[Lines of data]
◇ ◇ ◇ ◇ ◇ ◇ ◇
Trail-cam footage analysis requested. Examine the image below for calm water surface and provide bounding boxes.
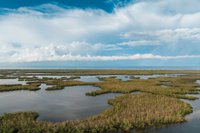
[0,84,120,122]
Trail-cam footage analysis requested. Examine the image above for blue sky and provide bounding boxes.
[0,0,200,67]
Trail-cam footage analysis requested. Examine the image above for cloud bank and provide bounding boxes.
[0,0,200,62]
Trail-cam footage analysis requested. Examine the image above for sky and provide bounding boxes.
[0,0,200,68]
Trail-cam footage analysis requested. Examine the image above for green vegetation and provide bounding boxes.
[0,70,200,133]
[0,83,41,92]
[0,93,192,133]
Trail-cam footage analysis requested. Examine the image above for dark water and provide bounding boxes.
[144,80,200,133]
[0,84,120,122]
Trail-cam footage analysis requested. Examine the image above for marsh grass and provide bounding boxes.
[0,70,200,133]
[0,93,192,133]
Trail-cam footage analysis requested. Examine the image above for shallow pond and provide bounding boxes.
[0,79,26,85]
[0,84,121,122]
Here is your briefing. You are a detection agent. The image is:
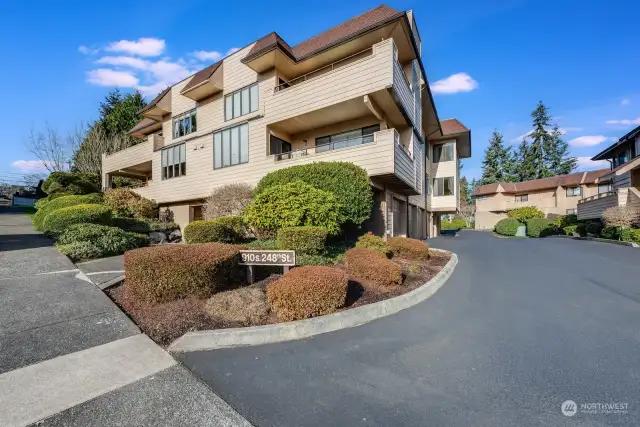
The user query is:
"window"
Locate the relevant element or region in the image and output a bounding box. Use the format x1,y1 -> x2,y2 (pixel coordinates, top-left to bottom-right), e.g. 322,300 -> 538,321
◇ ◇ ◇ ◇ ◇ ◇ ◇
• [Work to do]: Update the material, starting at the beginning and ending at the line that contains "[0,0,200,67]", by replacing "Trail-cam footage" with "Game-camera footage" and keeping everything else unchanged. Leave the pictures out of your answer.

• [Task response]:
Game-camera footage analysis requested. Examine the image below for calm water surface and provide bounding boxes.
[0,84,120,122]
Game-camera footage analysis requested. Examine the image above for blue sky and provide bounding boxes.
[0,0,200,67]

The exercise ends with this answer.